__EXERCISE DESCRIPTION__
Write out every line of the records below without changing a single character.

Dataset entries
^^^^^^^^

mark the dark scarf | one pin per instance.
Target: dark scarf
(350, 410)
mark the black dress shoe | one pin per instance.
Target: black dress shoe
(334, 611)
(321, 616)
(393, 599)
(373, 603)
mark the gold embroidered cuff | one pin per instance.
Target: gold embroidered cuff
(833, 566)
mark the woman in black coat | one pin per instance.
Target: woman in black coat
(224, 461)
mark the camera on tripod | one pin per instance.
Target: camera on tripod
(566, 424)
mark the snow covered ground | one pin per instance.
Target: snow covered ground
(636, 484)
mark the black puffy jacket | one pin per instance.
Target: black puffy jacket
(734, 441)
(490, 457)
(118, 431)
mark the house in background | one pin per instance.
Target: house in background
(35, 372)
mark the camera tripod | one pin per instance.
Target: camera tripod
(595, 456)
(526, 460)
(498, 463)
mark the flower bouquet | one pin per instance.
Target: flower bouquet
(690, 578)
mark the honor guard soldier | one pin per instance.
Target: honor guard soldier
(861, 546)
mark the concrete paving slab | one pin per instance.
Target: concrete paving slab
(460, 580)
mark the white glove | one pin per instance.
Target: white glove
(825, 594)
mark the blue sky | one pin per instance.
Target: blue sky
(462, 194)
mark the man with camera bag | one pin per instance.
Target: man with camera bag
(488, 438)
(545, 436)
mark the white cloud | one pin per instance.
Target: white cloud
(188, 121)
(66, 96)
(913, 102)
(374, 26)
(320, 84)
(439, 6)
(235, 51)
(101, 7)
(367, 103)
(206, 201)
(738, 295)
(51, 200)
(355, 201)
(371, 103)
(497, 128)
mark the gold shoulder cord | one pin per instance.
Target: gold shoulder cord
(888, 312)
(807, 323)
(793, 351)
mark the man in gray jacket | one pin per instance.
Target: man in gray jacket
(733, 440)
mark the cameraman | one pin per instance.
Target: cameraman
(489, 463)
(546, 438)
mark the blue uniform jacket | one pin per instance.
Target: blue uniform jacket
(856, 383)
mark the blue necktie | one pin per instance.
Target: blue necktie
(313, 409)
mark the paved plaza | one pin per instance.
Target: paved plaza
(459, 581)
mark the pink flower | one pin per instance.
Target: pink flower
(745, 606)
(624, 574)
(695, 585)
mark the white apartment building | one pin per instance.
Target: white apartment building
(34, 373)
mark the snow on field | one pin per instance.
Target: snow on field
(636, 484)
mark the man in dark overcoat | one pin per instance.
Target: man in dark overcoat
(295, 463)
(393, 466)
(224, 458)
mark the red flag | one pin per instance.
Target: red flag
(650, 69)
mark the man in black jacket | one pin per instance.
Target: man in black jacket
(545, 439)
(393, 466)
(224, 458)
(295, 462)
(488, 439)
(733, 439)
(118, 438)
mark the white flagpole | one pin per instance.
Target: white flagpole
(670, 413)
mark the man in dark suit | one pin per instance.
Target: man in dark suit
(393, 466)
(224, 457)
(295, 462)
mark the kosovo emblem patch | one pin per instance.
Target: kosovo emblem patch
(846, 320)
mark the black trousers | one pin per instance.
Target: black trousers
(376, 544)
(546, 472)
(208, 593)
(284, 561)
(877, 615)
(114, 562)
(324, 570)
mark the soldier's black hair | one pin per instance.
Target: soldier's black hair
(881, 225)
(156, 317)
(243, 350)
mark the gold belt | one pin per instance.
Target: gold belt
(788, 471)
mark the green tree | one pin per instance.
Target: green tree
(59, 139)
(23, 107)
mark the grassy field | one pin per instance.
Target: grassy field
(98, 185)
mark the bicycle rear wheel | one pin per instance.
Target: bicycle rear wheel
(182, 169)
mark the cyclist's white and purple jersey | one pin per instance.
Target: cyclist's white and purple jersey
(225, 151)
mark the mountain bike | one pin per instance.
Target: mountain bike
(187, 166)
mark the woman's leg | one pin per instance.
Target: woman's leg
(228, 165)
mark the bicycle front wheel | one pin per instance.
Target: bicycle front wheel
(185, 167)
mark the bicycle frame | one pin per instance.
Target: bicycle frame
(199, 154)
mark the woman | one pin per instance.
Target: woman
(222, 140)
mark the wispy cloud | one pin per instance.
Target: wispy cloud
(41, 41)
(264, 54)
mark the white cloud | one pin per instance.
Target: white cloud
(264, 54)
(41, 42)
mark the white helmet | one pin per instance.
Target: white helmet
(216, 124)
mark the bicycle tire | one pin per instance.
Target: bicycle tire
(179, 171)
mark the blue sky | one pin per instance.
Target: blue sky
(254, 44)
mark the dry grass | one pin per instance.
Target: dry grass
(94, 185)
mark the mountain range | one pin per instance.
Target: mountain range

^^^^^^^^

__SOLUTION TO THE PROBLEM__
mark the dark scarf | one pin per instance.
Target: dark scarf
(350, 410)
mark the black dress shoe | one pin per instance.
Target: black dress shoe
(334, 611)
(321, 616)
(393, 599)
(373, 603)
mark the gold embroidered cuff | one pin per instance.
Target: gold embroidered cuff
(833, 566)
mark the woman in black coat | one pin per instance.
Target: woman in black coat
(224, 461)
mark the camera on tripod | one pin per instance.
Target: camera on tripod
(566, 424)
mark the snow covered ground | one pin per instance.
Target: snow covered ground
(636, 484)
mark the black puffy jacket | one pin per instance.
Target: black puffy jacket
(734, 441)
(490, 457)
(118, 431)
mark the house in background | one pin per instance.
Target: house in background
(35, 372)
mark the camera tripod | one pin per instance.
Target: camera tripod
(595, 456)
(526, 460)
(498, 463)
mark the flower bouquet | one pin per instance.
Target: flower bouquet
(690, 578)
mark the honor guard soldier | one pin per instance.
Target: honor guard soldier
(861, 546)
mark the concrete paving slab | one pin per instance.
Target: concrete paving slab
(460, 580)
mark the white glove | one pin per instance.
Target: white glove
(825, 594)
mark the blue sky | one pin per instance.
Target: blue sky
(462, 194)
mark the man with camera bag | one pin per instance.
Target: man with camera bag
(488, 438)
(545, 436)
mark the white cloud | one pin per instance.
Target: white cloud
(188, 121)
(66, 96)
(913, 102)
(374, 26)
(320, 84)
(439, 6)
(235, 51)
(101, 7)
(367, 103)
(206, 201)
(738, 295)
(51, 200)
(355, 201)
(371, 103)
(497, 128)
mark the gold shoulder cord | one pin per instance.
Target: gold shoulder cord
(888, 312)
(807, 323)
(793, 351)
mark the man in gray jacket | one pin per instance.
Target: man in gray jacket
(733, 440)
mark the cameraman | one pin per instance.
Target: cameraman
(489, 463)
(546, 438)
mark the blue uniform jacket | one pin per instance.
Target: blue uniform jacket
(856, 383)
mark the blue necktie | one pin per instance.
Target: blue necktie
(313, 409)
mark the paved plaza | one pin per instance.
Target: paved plaza
(459, 581)
mark the pink flower | one pin per instance.
Target: pink flower
(745, 606)
(624, 574)
(695, 585)
mark the white apartment building | one pin per instance.
Target: white apartment building
(34, 373)
mark the snow on field | one pin per instance.
Target: snow on field
(636, 484)
mark the man in dark overcoat | one pin per instance.
Target: man in dark overcoat
(295, 463)
(393, 466)
(224, 458)
mark the red flag | one pin per instance.
Target: red flag
(650, 69)
mark the man in black jacket | one pin per instance.
Target: man in black jacket
(545, 439)
(393, 466)
(224, 458)
(295, 462)
(488, 439)
(733, 439)
(118, 438)
mark the white flagpole | one pin per instance.
Target: white flagpole
(670, 413)
mark the man in dark suit | one pin per instance.
Target: man in dark suit
(393, 466)
(224, 457)
(295, 462)
mark the kosovo emblem patch | one pin per instance.
Target: kosovo emblem patch
(846, 320)
mark the black trousers | one pin per instance.
Target: black trousers
(376, 544)
(546, 472)
(208, 593)
(284, 561)
(877, 615)
(114, 562)
(324, 570)
mark the soldier's black hair | one pin per instance.
Target: soldier's black hair
(881, 225)
(156, 317)
(243, 350)
mark the gold belt | one pin per instance.
Target: gold belt
(788, 471)
mark the green tree | one pin per instance.
Target: green tree
(59, 139)
(23, 107)
mark the grassy field | one pin per instance.
Target: grassy field
(98, 185)
mark the bicycle rear wheel | one pin per instance.
Target: bicycle rear wheel
(182, 169)
mark the cyclist's white and purple jersey | one pin per instance.
Target: cyclist's white and purple jersey
(225, 151)
mark the mountain bike | one pin per instance.
Target: mountain bike
(187, 166)
mark the woman's leg | one pin per instance.
Target: woman's leg
(228, 165)
mark the bicycle front wheel | one pin per instance.
Target: bicycle front wheel
(185, 167)
mark the bicycle frame | one pin per instance.
Target: bicycle frame
(199, 154)
mark the woman | one pin per instance.
Target: woman
(222, 140)
mark the wispy cloud | one pin per instance.
Target: wispy cloud
(41, 41)
(264, 54)
mark the white cloud | one pin per instance.
Target: white cloud
(264, 54)
(41, 42)
mark the white helmet | one pin per instance.
Target: white helmet
(216, 124)
mark the bicycle tire | one pin per instance.
Target: bicycle tire
(179, 171)
mark the blue sky | one pin per instance.
Target: blue sky
(254, 44)
mark the dry grass | one pin per instance.
Target: dry grass
(94, 185)
mark the mountain range | one pin per instance.
Target: mountain range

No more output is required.